• [Teks Bacaan]:
▼

Salam Kebangsaan vs Salam Keselamatan

Facebook
Twitter
LinkedIn
Pinterest
Pocket
WhatsApp

Oleh: Rinandra

Setelah heboh kasus “Agama Musuh Pancasila”, sekarang heboh “Salam Pancasila” menjadi isu hangat ditengah masyarakat.

Seperti dilansir liputan6.com pada 23 Februari lalu, Menurut Direktur Sosialisasi, Komunikasi, dan Jaringan BPIP, Aris Heru Utomo, salam Pancasila sebagai salam kebangsaan diperkenalkan untuk menumbuhkan kembali semangat kebangsaan serta menguatkan persatuan dan kesatuan yang terganggu karena menguatnya sikap intoleran.

Salam Pancasila pertama kali dikenalkan oleh Presiden ke 5 RI Megawati Soekarno Putri selaku Ketua Dewan Pengarah BPIP dihadapan peserta Program Penguatan Pendidikan Pancasila di Istana Bogor. Salam Pnacasila itu sendiri dilakukan dengan mengangkat lima jari di atas pundak dengan lengan tegak lurus, yang dimaknai bahwa mengangkat kelima jari diatas pundak adalah sebagai simbol penghormatan seluruh elemen masyarakat terhadap lima sila Pancasila. Salam Pancasila itu sendiri diadopsi dari Salam Merdeka yang diperkenalkan Soekarno melalui Maklumat Pemerintah 31 Agustus 1945 dan berlaku 1 September 1945, dan Maklumat Pemerintah tanggal 31 Agustus hingga kini belum pernah dicabut. Soekarno sendiri mengaku terinspirasi dari Nabi Muhammad SAW “Sebagaimana Nabi besar Muhammad SAW, memperkenalkan salam untuk mempersatukan umatnya, kami pun menciptakan satu salam kebangsaan bagi bangsa Indonesia”, katanya saat diwawancara Cindy Adams.

Seperti diberitakan sebelumnya, Ketua Badan Pembinaan Ideologi Pancasila(BPIP) Yudian Wahyudi menyampaikan perlunya salam yang telah disepakati secara nasional. Sekarang ini kata Yudian jumlah salam mengikuti agama di Indonesia. Menurutnya, salam ditempat umum sudah harus menggunakan salam yang sudah disepakati secara nasional, dia pun mengambil contoh sebuah hadist. “Ada hadist, kalau Anda sedang berjalan dan ada orang duduk, maka ucapkan salam. Itu maksudnya adaptasi sosial. Itu di zaman agraris. Sekarang mau balap pakai mobil,salamnya pakai apa?pakai lampu atau klakson, kita menemukan kesepakatan tanda ini adalah salam, dari pada ribut ribut itu para ulama.” kata Yudian.

▲

• [Masukan]:
▼

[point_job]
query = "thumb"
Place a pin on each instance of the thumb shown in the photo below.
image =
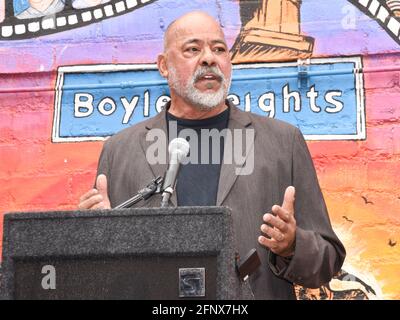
(101, 186)
(288, 199)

▲

• [Ketentuan Latihan]:
**A)** Menurut teks tentang salam Pancasila, siapa yang pertama kali memperkenalkan salam Pancasila?
**B)** Skalakan semua entri di atas dengan menuliskan ulang setiap barisnya, termasuk perintahnya. Kalikan setiap koordinat titik pada jawaban dengan 0,9 dan bulatkan ke bilangan bulat terdekat (nilai ,5 dibulatkan ke atas), tanpa menyertakan gambarnya.

• [Jawaban Latihan]:
**A)** Presiden ke-5 RI Megawati Soekarno Putri, selaku Ketua Dewan Pengarah BPIP.

**B)**
[point_job]
query = "thumb"
Place a pin on each instance of the thumb shown in the photo below.
image =
(91, 167)
(259, 179)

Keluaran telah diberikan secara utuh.